Passage provided:
━━━━━━

Ten years ago, I left my day job at a university to devote my full attention to leading the Cultural Intelligence Center. We officially incorporated the Center in 2004, but it wasn’t until 2011 that we set ourselves up as a fully viable organisation. This was the same year that Osama bin Laden was killed, the Arab Spring emerged, and riots were occurring across the UK, Myanmar, and the US. The time was ripe to take cultural intelligence beyond the ivory tower and into the real world.
I was scared and excited. Would there be enough work to support my family? Were enough people committed to improving how they work with people from different backgrounds to support an organisation solely focused on cultural intelligence? Apparently yes! Ten years later, I’ve logged millions of miles, taught thousands of leaders, and been joined by dozens of staff and associates who are taking this work further than I ever dreamed.
As we cross this ten-year milestone, I wanted to share a few of my personal reflections, not in any particular order.

━━━━━━

Exercises:
1. Condense the paragraph of the Cultural Intelligence Center passage that begins "Ten years ago, I left my day job" into a shorter version that keeps its main facts.
2. Print the rows starting at the line that contains "Each instance of the dark vertical" and ending at the line that contains "[(136, 81)]".

━━━━━━

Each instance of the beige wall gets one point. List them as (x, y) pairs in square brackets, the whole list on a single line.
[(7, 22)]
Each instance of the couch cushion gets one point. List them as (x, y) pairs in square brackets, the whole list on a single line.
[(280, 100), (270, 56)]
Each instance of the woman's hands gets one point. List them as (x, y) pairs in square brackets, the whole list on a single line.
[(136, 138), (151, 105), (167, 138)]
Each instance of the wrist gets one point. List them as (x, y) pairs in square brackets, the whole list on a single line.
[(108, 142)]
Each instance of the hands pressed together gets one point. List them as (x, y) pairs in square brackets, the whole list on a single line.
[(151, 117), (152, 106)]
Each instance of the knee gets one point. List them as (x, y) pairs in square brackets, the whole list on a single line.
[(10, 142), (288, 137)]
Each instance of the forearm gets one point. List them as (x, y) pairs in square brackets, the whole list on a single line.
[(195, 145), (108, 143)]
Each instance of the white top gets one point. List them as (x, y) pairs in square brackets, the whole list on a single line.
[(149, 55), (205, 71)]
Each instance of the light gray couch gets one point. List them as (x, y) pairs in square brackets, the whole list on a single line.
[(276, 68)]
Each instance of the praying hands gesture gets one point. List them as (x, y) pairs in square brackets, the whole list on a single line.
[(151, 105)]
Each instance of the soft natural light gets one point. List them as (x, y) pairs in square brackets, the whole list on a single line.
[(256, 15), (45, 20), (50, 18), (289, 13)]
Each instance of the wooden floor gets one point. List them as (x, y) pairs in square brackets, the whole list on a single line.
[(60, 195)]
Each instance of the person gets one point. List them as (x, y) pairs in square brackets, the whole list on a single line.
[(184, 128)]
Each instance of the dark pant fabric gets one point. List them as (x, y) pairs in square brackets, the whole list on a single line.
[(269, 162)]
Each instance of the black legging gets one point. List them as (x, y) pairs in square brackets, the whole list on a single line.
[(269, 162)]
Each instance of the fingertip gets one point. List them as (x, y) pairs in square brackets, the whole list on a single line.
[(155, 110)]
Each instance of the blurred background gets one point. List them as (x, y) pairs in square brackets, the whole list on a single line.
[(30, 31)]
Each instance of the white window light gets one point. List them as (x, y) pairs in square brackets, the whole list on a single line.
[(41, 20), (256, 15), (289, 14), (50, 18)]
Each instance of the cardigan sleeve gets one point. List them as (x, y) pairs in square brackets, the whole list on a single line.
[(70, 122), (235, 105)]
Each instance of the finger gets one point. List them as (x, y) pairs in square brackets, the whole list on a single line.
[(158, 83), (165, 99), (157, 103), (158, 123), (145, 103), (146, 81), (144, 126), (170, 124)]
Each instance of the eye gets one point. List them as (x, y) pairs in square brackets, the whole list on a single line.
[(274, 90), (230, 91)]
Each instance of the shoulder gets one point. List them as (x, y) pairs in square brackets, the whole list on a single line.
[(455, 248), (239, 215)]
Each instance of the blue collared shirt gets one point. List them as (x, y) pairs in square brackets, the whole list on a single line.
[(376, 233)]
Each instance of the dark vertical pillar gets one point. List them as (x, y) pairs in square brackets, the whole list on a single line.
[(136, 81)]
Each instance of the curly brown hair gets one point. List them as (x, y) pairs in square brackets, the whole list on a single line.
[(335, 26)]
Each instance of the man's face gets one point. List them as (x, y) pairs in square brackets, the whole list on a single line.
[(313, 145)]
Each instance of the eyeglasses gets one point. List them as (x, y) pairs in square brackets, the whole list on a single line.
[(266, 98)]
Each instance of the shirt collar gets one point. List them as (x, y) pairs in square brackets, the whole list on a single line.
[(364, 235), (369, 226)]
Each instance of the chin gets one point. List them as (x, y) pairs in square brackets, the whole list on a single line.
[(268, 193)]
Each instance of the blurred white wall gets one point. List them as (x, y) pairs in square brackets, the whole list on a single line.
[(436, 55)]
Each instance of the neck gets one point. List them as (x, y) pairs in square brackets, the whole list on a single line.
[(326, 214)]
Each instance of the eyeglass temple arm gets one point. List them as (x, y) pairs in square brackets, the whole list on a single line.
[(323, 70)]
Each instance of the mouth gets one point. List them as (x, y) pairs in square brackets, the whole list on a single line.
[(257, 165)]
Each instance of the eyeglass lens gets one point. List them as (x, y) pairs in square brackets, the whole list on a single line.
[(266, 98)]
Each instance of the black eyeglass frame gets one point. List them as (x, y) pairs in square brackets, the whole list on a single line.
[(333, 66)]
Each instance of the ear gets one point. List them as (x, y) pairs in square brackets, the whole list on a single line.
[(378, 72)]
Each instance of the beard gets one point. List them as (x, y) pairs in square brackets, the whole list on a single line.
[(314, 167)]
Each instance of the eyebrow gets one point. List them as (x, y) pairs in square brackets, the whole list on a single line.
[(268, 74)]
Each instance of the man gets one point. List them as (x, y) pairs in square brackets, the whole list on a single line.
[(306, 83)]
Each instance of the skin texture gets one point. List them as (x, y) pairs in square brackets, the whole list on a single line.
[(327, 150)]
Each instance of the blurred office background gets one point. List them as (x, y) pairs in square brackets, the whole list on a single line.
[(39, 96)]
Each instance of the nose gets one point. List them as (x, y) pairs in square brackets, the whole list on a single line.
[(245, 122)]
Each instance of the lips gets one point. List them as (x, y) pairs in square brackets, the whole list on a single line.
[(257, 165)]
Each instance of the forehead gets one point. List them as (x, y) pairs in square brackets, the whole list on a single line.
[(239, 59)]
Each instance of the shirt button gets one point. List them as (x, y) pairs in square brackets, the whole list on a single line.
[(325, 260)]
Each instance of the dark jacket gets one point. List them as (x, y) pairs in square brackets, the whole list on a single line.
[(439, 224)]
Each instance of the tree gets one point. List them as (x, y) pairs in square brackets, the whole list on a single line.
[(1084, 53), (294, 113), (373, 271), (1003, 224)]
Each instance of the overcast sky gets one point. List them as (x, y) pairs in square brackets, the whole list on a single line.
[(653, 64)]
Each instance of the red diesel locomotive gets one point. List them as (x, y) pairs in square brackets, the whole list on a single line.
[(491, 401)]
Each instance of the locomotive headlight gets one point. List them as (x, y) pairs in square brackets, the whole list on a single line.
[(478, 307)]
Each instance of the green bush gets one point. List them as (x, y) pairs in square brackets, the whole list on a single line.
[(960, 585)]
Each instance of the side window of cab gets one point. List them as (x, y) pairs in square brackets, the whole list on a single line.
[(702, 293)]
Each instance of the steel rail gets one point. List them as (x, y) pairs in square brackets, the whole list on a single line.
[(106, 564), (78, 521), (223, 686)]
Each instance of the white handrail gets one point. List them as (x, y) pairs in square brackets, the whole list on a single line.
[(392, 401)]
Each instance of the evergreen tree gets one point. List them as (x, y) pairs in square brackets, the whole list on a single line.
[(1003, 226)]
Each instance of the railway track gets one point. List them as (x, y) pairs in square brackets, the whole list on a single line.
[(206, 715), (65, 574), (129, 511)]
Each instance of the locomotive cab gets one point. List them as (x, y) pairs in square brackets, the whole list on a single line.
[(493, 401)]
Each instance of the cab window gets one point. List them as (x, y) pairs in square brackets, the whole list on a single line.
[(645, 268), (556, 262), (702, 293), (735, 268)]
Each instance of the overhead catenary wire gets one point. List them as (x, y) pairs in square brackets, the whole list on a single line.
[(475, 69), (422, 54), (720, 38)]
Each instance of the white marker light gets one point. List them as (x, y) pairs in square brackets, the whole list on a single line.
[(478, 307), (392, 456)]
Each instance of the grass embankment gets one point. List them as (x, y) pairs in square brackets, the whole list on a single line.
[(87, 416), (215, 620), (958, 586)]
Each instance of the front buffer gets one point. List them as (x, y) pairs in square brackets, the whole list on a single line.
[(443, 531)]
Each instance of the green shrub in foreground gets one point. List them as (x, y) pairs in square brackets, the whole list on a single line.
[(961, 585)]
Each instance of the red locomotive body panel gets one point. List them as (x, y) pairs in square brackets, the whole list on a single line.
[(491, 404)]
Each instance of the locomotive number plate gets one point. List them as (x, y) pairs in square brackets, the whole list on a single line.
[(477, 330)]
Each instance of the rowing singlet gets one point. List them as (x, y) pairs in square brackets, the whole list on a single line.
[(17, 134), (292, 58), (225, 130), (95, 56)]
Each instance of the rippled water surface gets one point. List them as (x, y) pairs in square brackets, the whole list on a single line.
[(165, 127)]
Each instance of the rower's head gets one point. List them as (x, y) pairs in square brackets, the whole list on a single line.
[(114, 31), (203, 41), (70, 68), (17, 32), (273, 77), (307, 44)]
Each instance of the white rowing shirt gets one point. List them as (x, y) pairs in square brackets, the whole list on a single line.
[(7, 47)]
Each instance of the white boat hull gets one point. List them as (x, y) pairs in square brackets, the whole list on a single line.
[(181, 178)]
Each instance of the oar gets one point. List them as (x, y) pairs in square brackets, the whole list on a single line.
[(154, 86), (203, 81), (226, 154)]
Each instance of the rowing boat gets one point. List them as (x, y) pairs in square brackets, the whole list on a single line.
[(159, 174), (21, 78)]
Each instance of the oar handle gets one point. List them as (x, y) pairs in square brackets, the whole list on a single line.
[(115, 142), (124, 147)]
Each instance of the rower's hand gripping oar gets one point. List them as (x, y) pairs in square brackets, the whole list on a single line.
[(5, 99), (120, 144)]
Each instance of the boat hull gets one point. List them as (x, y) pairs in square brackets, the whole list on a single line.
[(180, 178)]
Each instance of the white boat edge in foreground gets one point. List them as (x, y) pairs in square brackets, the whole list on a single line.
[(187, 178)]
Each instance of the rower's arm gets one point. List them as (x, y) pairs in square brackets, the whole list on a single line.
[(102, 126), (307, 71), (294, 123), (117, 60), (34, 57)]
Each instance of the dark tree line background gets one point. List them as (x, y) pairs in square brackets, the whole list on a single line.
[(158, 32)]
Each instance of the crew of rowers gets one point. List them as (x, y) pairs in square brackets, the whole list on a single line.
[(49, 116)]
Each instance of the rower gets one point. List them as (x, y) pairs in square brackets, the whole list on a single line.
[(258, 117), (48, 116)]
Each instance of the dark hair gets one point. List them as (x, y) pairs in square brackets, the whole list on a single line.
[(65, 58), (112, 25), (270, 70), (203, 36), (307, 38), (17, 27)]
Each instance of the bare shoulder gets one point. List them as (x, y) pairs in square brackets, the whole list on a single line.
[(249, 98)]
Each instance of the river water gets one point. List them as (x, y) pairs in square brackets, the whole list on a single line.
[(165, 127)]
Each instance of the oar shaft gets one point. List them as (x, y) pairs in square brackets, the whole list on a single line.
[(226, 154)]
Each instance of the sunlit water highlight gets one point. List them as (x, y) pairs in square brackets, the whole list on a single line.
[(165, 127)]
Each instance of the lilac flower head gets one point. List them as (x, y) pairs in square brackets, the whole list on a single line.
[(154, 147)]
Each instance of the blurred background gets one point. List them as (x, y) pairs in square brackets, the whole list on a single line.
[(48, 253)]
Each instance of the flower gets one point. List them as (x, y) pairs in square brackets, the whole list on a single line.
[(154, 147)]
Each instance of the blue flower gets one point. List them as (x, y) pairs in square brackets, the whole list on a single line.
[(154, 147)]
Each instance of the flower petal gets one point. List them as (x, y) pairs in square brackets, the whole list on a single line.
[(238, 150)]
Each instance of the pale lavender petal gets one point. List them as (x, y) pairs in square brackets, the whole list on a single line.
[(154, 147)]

━━━━━━

List of solutions:
1. Ten years ago, I left a university job to lead the Cultural Intelligence Center full time. The Center was incorporated in 2004 but only became fully viable in 2011. That was the year of Osama bin Laden's death, the Arab Spring, and riots across the UK, Myanmar, and the US. It was the right time to move cultural intelligence out of the ivory tower and into the real world.

2.
Each instance of the dark vertical pillar gets one point. List them as (x, y) pairs in square brackets, the whole list on a single line.
[(136, 81)]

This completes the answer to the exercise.